WHAT IS BEING ASKED
Copy the records word for word, from the line that contains "Every instance of the river" through the last line of the records.

DATA EXTRACT

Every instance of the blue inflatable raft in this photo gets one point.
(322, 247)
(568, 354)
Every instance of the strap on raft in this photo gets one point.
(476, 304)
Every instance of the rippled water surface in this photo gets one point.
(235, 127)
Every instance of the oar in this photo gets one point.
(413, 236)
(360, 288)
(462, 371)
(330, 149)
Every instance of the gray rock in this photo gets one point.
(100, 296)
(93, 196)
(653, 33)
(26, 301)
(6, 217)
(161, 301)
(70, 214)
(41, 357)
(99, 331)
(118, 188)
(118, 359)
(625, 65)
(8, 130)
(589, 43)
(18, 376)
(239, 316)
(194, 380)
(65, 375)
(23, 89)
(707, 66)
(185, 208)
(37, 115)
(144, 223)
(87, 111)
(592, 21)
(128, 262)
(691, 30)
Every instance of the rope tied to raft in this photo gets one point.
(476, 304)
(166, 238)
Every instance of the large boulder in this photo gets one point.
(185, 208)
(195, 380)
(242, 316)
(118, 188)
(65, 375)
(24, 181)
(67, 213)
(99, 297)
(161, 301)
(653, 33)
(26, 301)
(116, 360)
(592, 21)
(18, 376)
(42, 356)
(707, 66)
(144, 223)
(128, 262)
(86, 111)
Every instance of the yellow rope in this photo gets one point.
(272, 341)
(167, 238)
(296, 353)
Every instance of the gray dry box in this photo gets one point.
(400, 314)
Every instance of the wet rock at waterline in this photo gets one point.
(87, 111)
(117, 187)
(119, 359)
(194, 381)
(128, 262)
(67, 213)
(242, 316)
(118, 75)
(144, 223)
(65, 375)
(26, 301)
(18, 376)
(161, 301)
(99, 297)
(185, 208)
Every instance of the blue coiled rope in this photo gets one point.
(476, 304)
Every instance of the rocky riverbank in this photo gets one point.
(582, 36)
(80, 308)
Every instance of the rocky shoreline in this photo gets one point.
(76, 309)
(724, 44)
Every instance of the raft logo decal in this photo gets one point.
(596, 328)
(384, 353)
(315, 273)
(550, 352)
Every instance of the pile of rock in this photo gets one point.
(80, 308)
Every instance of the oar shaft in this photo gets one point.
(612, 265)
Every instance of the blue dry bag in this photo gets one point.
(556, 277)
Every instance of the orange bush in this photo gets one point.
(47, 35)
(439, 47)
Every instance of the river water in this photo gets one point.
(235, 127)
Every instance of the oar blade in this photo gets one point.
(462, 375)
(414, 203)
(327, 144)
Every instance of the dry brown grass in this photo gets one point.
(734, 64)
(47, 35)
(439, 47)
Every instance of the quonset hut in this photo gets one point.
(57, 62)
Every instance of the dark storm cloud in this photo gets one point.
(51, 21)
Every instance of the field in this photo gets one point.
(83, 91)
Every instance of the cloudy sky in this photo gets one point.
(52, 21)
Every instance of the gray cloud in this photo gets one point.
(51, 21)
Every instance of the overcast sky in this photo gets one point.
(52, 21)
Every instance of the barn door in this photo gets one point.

WORKED ANSWER
Every instance of the river water in this photo gets one point.
(235, 127)
Every instance of the oar blade in this photo gets one point.
(462, 375)
(414, 203)
(327, 144)
Every instance of the dry brown grass in this photo gets one point.
(734, 64)
(47, 35)
(439, 47)
Every instance of the quonset hut in this photo gets one point.
(57, 62)
Every instance of the dark storm cloud in this photo gets one point.
(51, 21)
Every instance of the field in this photo gets one point.
(83, 91)
Every instance of the cloudy sky in this photo gets one point.
(52, 21)
Every instance of the gray cloud in this photo gets one point.
(51, 21)
Every instance of the overcast sky in this photo gets one point.
(52, 21)
Every instance of the barn door in this photo gets one point.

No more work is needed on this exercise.